- Assignment: Transcribe the data. Leave out nothing.

- Given records:
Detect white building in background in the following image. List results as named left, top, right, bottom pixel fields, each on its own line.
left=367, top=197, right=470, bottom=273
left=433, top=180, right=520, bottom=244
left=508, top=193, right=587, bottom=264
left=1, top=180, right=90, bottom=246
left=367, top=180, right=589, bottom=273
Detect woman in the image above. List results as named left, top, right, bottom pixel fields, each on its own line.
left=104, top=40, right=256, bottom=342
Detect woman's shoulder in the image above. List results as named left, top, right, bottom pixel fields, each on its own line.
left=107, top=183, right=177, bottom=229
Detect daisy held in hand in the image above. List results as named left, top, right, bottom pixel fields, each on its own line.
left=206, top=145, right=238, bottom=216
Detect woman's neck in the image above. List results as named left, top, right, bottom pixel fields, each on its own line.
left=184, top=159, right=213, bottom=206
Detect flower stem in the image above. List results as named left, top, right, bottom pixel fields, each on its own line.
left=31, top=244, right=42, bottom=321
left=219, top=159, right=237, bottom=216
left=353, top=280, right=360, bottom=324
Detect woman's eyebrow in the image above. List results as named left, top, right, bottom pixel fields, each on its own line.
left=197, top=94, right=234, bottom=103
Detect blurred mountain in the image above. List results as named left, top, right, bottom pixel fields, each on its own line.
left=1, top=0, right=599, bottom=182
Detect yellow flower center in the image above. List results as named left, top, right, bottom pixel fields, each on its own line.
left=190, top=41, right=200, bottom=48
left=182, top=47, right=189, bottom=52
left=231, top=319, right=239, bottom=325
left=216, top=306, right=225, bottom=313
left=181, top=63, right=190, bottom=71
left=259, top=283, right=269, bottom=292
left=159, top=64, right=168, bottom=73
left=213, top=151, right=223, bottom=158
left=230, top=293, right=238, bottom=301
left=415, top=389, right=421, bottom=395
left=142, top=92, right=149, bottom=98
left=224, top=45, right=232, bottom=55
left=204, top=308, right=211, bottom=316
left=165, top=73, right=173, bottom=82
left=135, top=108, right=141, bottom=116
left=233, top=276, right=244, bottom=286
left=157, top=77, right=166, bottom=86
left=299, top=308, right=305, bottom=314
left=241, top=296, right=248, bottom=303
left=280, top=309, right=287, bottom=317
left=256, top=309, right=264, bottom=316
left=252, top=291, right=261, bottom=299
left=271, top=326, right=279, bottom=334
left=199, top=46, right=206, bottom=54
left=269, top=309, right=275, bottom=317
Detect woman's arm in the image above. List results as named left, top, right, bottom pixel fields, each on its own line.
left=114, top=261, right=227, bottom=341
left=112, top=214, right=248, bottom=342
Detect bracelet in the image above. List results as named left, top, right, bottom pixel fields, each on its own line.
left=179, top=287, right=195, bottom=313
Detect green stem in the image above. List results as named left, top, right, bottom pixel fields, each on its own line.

- Response to the task:
Detect white building in background in the following image. List results as named left, top, right, bottom pixel fields, each on its own line.
left=367, top=197, right=470, bottom=273
left=433, top=180, right=520, bottom=244
left=508, top=193, right=587, bottom=264
left=1, top=180, right=90, bottom=246
left=367, top=180, right=589, bottom=273
Detect woman in the image above. List results as named left, top, right, bottom pixel fields, each on its own line.
left=104, top=40, right=256, bottom=342
Detect woman's shoulder in the image above. List results as named left, top, right, bottom pixel fields, each on its own line.
left=107, top=183, right=177, bottom=229
Detect daisy held in hand in the image above. List results as named left, top, right, bottom pixel fields, each on its own line.
left=206, top=145, right=238, bottom=216
Detect woman's neck in the image above. List results as named left, top, right, bottom pixel fields, each on its own line.
left=184, top=159, right=213, bottom=206
Detect flower stem in the image above. List results as named left, top, right, bottom pixel fields, each on its own line.
left=31, top=244, right=42, bottom=321
left=219, top=159, right=237, bottom=216
left=353, top=280, right=360, bottom=324
Detect woman's eyebrow in the image above. List results as named left, top, right, bottom pixel fields, each on its own line.
left=197, top=94, right=234, bottom=103
Detect blurred mountain in the image above. List results as named left, top, right, bottom pixel fields, each on its own line.
left=1, top=0, right=599, bottom=182
Detect yellow flower center in the image above. List results as named left, top, right, bottom pixel fields, each on its own line.
left=190, top=41, right=200, bottom=48
left=182, top=47, right=189, bottom=52
left=231, top=319, right=239, bottom=325
left=216, top=306, right=225, bottom=313
left=181, top=63, right=190, bottom=71
left=259, top=283, right=269, bottom=292
left=159, top=64, right=168, bottom=73
left=213, top=151, right=223, bottom=158
left=230, top=293, right=238, bottom=301
left=415, top=389, right=421, bottom=395
left=142, top=92, right=149, bottom=98
left=224, top=45, right=232, bottom=55
left=204, top=308, right=211, bottom=316
left=165, top=73, right=173, bottom=82
left=135, top=108, right=141, bottom=116
left=233, top=276, right=244, bottom=286
left=157, top=77, right=166, bottom=86
left=299, top=308, right=305, bottom=314
left=241, top=296, right=248, bottom=303
left=280, top=309, right=287, bottom=317
left=256, top=309, right=264, bottom=316
left=252, top=291, right=261, bottom=299
left=271, top=326, right=279, bottom=334
left=199, top=46, right=206, bottom=54
left=269, top=309, right=275, bottom=317
Detect woman's arm in the image above. List results as named left, top, right, bottom pixel fields, each on its own line.
left=114, top=261, right=227, bottom=341
left=112, top=214, right=248, bottom=342
Detect bracelet in the image above. List results as named left, top, right, bottom pixel fields, each on its own line.
left=179, top=287, right=195, bottom=313
Detect green stem in the image above. List results as named left, top, right, bottom pixel fields, each on its own line.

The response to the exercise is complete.